Узел. Поэты. Дружбы. Разрывы. Из литературного быта конца 20-х — 30-х годов - Наталья Александровна Громова
До свидания, Володя. Крепко жму твою руку. Желаю тебе бодрости, удачи, хорошего сна и веселого пробуждения. Мой братский привет Сузе, маме, Тане, Грише. Вспоминайте все-таки, что Пит Джонсон жив и намерен жить, как Мафусаил. Салют! Салют!
А.
Н. Тихонов — В. Луговскому
3–4 марта 1936
Милый Володя.
Страшно соскучился по тебе. Не слышно тебя, не видно, стихов не печатаешь, в Ленинград не приезжаешь, писем не пишешь. Все по тебе на Зверинской соскучились, а в первую голову я. Сижу я с 1 марта в Петергофе, первые две недели ничем не мог заниматься. Голова сама не своя. Усталость какая-то. Равнодушие, сонливость, точно муха цеце укусила. Постепенно отошел от этой тоски и начал тихо водить пером по бумаге.
-- -- --
> **Задания**
1. Где, согласно фрагменту, все соскучились по Володе?
2. Продолжите письмо Тихонова Луговскому из фрагмента, начиная сразу после его последнего предложения.
Записи ниже взяты из другого источника.
-- -- --
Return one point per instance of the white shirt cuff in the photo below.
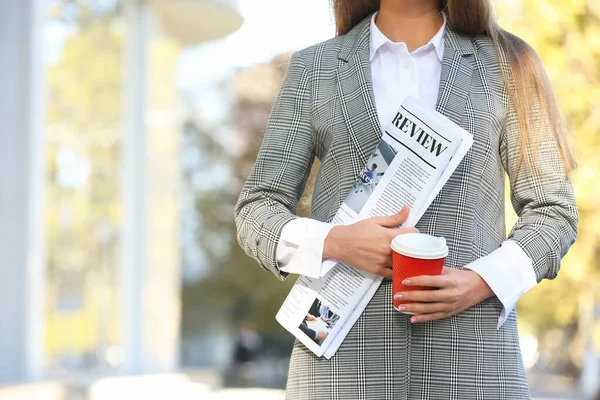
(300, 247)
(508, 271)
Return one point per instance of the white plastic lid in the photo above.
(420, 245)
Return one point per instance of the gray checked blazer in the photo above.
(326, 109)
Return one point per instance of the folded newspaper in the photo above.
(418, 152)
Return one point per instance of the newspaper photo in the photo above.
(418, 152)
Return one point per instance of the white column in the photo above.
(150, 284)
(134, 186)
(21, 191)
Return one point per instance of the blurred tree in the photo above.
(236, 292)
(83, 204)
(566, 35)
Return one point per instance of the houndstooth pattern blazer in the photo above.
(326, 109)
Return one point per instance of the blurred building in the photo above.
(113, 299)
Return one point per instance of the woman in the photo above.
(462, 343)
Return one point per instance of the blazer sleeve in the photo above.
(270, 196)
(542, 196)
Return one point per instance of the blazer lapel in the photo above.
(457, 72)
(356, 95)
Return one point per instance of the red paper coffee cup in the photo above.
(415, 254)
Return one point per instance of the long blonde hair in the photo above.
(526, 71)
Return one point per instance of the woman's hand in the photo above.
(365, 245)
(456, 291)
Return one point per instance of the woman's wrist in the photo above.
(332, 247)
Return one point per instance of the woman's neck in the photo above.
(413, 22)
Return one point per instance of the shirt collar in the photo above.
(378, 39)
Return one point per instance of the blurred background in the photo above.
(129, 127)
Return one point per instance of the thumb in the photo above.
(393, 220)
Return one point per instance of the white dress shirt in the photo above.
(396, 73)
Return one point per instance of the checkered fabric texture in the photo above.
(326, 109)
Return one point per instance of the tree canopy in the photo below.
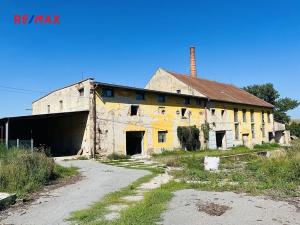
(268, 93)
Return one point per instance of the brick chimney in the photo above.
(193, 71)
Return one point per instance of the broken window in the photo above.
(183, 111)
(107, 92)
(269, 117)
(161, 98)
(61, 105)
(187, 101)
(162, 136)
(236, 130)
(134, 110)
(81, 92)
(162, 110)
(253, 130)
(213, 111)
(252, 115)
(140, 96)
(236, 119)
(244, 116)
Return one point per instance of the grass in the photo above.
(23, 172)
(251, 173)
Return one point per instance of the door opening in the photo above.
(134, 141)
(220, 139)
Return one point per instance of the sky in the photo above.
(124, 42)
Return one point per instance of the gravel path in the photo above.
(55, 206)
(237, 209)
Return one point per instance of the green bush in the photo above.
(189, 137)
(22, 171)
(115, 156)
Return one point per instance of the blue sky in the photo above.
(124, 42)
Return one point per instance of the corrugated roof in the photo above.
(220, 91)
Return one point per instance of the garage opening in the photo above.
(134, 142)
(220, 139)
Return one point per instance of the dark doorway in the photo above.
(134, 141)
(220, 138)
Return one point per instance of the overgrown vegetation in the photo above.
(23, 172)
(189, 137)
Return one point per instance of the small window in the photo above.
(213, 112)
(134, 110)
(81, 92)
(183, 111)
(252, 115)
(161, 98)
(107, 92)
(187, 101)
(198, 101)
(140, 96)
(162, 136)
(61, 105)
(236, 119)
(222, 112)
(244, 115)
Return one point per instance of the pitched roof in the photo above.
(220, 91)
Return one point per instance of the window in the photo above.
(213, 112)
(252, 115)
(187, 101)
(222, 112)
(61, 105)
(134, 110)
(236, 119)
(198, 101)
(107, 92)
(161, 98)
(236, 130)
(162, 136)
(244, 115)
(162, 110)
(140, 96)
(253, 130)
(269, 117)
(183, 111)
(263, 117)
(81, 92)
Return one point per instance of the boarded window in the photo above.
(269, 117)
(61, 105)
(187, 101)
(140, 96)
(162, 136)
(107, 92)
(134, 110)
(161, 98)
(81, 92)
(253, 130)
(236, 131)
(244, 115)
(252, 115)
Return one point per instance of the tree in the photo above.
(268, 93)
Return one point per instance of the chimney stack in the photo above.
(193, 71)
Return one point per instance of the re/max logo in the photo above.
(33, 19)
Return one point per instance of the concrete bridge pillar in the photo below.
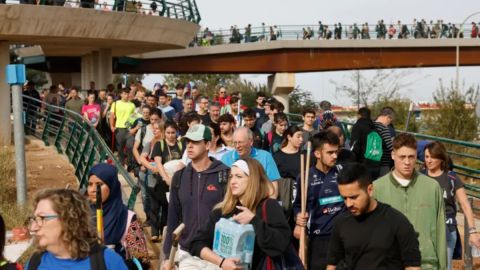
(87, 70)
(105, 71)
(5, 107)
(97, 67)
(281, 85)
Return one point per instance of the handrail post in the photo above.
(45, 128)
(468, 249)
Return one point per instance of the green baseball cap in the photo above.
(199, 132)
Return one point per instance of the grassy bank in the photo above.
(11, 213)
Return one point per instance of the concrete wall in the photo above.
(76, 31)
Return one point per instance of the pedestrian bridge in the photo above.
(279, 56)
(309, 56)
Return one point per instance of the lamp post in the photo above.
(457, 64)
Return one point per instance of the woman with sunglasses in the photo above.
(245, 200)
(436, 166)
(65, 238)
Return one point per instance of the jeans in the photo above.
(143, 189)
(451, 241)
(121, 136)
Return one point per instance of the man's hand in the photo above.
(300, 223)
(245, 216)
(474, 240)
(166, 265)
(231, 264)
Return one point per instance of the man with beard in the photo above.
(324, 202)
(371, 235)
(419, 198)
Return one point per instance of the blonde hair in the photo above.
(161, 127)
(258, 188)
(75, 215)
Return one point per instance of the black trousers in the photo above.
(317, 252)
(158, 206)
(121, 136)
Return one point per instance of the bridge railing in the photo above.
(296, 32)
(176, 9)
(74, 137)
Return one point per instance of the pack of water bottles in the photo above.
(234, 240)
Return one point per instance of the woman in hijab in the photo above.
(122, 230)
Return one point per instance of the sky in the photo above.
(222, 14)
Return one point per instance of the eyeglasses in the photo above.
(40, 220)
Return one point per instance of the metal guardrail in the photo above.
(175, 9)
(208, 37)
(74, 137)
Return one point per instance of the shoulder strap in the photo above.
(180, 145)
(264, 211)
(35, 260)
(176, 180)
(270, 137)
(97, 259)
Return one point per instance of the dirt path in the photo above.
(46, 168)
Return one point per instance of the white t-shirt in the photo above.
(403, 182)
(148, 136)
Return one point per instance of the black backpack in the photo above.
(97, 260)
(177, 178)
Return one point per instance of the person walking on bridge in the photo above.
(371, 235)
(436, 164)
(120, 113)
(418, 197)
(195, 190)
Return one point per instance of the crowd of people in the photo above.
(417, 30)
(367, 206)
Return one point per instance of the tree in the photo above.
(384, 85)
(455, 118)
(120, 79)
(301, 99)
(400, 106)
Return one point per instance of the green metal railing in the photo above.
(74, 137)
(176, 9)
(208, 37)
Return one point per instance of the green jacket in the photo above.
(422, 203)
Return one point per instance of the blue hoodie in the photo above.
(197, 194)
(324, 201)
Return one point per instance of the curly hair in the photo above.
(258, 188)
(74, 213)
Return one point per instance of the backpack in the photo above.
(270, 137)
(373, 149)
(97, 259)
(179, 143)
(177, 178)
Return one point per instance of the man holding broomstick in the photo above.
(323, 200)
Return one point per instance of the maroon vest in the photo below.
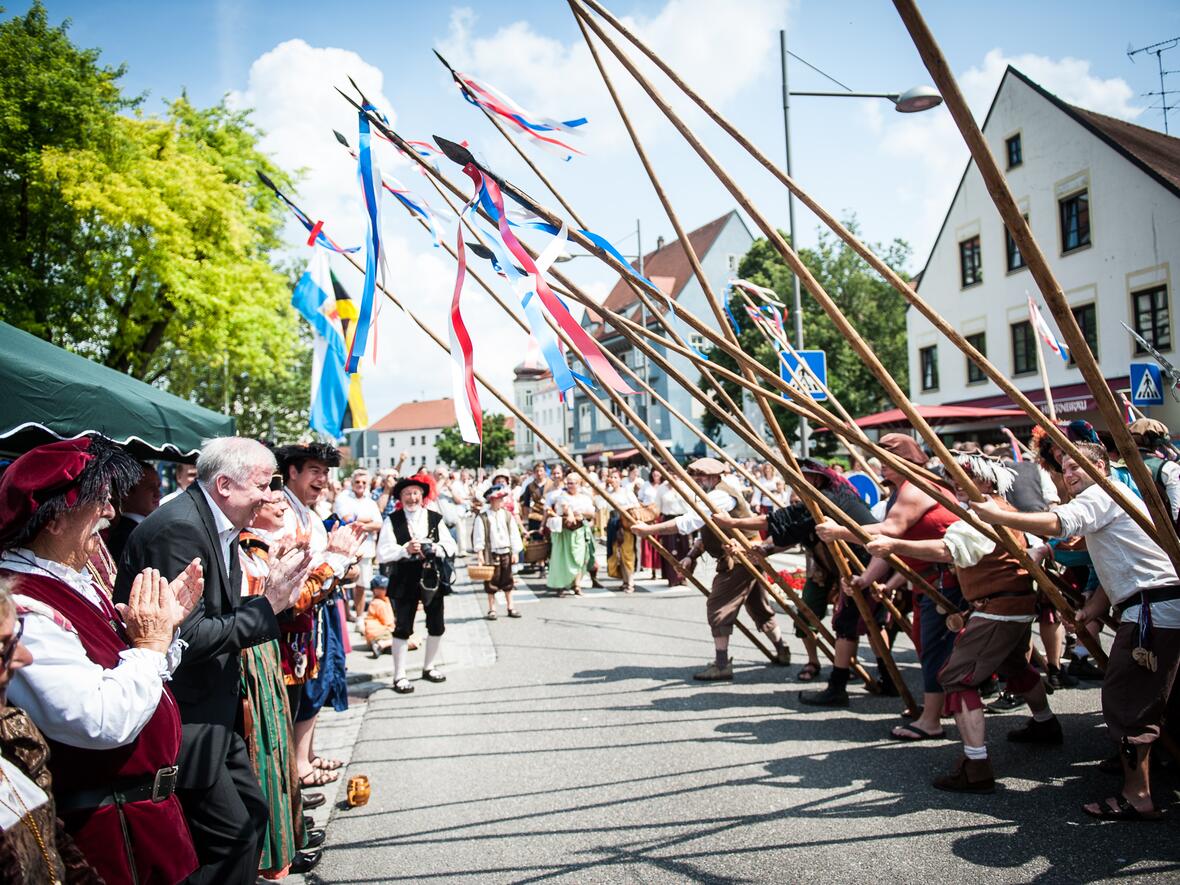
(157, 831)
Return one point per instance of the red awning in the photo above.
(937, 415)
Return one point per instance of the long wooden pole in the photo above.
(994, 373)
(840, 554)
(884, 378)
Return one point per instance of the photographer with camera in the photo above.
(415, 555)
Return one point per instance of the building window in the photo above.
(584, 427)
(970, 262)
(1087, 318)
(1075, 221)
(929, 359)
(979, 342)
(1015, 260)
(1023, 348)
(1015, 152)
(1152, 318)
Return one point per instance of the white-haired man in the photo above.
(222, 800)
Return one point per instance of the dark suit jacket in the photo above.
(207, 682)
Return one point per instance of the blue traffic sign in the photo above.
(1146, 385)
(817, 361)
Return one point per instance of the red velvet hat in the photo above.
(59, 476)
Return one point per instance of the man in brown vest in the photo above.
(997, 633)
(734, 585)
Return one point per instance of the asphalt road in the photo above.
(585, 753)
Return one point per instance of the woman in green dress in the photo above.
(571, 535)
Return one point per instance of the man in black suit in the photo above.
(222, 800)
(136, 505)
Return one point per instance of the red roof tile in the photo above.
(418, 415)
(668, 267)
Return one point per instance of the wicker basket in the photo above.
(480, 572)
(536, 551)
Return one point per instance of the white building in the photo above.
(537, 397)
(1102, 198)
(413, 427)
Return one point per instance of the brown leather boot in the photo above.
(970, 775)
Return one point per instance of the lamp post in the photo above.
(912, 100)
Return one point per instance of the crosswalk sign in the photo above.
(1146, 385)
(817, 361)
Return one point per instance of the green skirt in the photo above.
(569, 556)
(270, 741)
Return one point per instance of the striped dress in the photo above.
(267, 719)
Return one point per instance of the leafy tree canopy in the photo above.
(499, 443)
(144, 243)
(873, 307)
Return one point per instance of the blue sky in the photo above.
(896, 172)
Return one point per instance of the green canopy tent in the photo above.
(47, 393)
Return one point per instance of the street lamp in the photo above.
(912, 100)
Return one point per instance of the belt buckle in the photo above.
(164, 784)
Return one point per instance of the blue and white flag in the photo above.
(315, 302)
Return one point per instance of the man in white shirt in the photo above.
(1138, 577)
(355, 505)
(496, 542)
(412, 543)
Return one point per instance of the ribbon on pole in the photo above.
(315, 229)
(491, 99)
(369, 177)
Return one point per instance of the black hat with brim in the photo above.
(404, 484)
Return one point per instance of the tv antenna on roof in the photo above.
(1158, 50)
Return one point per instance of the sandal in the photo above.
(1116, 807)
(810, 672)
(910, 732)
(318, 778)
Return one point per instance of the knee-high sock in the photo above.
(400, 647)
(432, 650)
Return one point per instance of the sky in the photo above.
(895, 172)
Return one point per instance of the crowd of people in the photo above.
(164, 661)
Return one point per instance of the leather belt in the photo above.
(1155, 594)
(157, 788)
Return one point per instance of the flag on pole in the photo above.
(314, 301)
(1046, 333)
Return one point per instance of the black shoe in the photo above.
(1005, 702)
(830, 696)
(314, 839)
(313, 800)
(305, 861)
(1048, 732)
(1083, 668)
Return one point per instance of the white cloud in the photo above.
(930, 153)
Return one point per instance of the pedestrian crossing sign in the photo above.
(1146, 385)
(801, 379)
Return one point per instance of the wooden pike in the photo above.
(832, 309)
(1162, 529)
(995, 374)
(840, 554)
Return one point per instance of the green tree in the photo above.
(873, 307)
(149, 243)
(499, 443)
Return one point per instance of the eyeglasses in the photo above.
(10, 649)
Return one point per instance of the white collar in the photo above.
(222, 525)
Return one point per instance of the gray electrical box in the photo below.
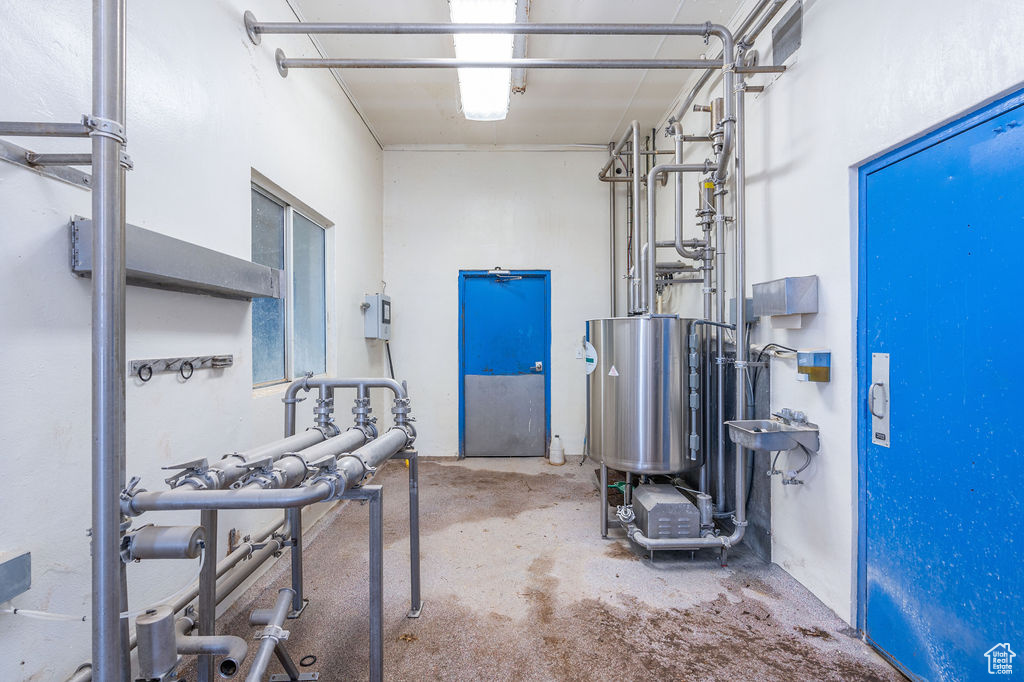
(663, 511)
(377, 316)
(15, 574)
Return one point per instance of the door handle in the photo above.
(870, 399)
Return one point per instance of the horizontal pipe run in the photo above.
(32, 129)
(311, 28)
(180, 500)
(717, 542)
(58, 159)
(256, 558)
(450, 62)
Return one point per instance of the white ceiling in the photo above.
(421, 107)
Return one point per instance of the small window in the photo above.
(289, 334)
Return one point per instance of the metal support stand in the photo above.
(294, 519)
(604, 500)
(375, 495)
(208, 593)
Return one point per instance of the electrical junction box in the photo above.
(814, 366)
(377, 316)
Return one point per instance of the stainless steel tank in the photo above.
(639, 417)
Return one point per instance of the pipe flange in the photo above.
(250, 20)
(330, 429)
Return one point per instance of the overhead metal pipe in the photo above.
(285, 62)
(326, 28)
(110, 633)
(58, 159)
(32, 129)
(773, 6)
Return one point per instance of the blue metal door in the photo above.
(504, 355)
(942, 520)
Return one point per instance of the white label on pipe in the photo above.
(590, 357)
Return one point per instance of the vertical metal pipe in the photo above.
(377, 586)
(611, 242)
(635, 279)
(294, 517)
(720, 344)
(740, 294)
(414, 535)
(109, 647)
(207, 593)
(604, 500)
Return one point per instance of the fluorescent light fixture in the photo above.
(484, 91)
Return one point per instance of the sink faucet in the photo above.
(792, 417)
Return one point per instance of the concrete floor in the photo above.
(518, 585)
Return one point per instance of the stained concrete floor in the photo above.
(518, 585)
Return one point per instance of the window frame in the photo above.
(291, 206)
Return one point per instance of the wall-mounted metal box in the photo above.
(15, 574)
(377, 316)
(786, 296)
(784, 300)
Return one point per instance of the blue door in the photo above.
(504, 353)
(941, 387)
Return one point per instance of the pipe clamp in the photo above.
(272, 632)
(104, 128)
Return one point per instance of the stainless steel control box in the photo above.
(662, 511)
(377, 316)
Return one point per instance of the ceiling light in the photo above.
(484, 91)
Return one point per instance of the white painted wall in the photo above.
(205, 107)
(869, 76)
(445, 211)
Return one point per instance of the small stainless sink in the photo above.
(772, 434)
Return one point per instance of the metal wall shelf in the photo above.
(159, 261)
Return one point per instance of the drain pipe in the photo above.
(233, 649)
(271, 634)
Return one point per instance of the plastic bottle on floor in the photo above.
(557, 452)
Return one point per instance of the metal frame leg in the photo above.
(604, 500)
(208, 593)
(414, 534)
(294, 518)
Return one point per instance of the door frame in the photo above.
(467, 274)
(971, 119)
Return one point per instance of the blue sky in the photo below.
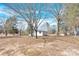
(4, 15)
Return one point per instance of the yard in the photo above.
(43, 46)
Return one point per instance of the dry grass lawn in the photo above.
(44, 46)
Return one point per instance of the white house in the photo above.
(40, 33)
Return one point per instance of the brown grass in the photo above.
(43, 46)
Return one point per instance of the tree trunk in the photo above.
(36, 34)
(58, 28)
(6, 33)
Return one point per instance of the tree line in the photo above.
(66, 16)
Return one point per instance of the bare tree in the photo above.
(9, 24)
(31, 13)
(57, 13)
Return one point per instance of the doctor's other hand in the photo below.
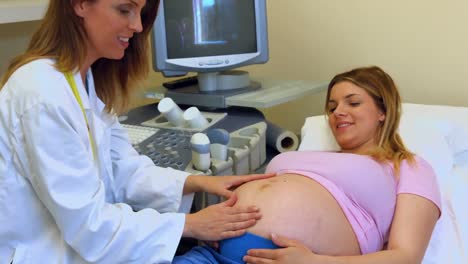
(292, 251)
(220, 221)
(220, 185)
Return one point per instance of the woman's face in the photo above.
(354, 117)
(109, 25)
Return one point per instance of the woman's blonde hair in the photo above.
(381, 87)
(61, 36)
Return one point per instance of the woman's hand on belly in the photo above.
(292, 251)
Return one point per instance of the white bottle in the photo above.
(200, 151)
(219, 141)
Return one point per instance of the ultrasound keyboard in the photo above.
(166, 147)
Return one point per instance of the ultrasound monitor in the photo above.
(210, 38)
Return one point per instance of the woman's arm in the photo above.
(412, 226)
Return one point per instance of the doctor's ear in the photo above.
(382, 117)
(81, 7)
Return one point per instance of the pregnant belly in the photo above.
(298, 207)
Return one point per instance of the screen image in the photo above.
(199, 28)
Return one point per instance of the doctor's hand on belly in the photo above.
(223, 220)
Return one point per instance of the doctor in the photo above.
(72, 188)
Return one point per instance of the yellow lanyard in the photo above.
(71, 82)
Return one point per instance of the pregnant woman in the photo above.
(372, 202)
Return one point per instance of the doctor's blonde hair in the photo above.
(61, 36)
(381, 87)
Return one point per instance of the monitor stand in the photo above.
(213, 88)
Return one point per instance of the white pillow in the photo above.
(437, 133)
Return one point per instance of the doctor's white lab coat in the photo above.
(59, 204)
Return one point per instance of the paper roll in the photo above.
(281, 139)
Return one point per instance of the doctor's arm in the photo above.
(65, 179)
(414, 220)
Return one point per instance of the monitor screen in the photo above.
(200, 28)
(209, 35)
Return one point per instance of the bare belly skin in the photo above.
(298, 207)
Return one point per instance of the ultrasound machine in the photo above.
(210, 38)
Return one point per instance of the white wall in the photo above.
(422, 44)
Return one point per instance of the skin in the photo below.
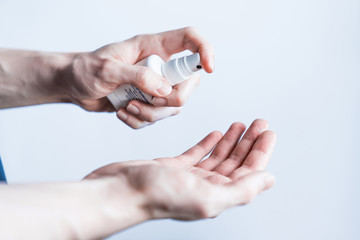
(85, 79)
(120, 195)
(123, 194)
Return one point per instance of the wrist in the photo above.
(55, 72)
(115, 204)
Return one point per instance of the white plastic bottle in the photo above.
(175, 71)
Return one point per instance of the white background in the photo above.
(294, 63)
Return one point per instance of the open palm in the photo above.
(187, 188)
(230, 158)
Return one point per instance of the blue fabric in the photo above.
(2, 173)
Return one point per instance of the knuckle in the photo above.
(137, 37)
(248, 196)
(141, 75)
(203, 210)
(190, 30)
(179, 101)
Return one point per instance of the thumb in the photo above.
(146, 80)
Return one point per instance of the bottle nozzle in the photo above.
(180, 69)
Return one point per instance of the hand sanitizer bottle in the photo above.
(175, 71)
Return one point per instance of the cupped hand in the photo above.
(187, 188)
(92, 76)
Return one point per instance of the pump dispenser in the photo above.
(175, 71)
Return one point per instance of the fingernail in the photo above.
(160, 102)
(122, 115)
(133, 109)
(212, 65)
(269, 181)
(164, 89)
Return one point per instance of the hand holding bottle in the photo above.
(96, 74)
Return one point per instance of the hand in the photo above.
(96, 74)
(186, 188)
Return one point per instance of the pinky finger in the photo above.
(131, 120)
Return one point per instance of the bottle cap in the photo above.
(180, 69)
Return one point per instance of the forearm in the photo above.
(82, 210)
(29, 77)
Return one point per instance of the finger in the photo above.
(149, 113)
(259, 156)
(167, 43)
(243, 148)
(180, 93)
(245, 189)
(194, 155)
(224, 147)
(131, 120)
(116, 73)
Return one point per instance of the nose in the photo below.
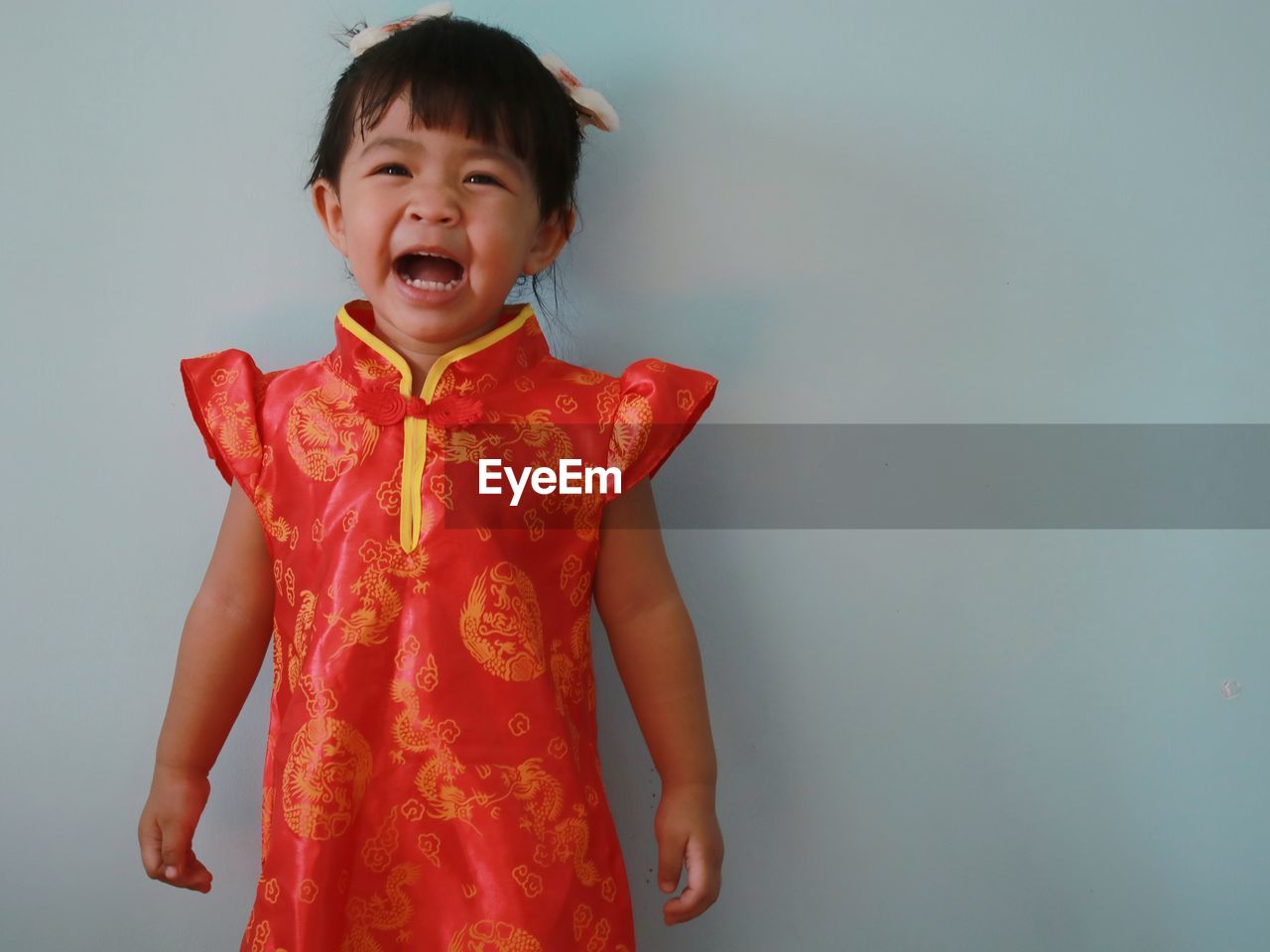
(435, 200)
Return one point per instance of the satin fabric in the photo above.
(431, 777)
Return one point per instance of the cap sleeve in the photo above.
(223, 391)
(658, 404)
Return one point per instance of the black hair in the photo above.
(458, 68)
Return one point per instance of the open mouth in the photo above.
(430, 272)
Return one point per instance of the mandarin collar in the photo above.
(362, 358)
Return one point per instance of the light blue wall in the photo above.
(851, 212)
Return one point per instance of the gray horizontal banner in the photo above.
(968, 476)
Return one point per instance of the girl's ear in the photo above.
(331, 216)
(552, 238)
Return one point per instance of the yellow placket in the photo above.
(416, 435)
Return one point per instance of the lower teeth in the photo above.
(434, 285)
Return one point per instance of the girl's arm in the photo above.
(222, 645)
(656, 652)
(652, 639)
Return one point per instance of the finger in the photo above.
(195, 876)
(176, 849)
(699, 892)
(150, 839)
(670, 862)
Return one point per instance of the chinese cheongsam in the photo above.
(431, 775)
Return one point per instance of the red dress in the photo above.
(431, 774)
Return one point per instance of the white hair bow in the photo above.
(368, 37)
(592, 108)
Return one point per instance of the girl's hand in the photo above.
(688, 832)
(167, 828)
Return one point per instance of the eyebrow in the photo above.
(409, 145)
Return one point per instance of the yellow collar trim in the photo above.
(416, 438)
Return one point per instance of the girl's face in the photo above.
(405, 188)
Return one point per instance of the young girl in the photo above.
-- -- --
> **Ответы**
1. На Зверинской.

2.
Кропаю потихоньку свою книжку, а тут свалилась дискуссия[432]. Потащили меня в город. Послушал я дискуссию. Вяло, тоскливо, неумно... 13-го кончается она у нас. Я буду выступать с речью, как полагается, но меня это интересует средне. Больше я интересуюсь тем, что делается на свете. Что ты пишешь? Где ты живешь? Как? Счастливы ли твои легкие? До мая я буду в Петергофе, а потом, возможно, из-за своего сценария[433], дела таинственного и страшного по новизне, уеду, уеду то ли под Москву, то ли в горы Кавказа и т. д.
С книгой стихов делается страшно что-то. То она проясняется и, кажется, вот-вот все готово, то обволакивается таким туманом, что не разбираешь, с чего ее начать, чем ее кончить. И это не потому, что я оперирую неясными для себя мыслями — нет, она сложна всем, начиная с мест, о коих идет речь, до тех событий и людей, что в ней выведены. Как бы то ни было в начале мая, под первую грозу, я ее окончу. Хочу назвать книгу «Тень друга». Как будет Ваше просвещенное мнение? Володька, приезжай в Ленинград. Мы будем тебя холить, поить, чесать твою гриву и читать твои стихи новые — дагестанские и европейские.
Дмитрий[434] сначала ревел как сирена у себя дома, потом прислал мне статью, которую невозможно печатать, потом прислал письмо, где он сам признает, что статью невозможно печатать. Я думаю, он в Москве не покажется, пока его имя не сойдет со столбцов литгазет в двух городах.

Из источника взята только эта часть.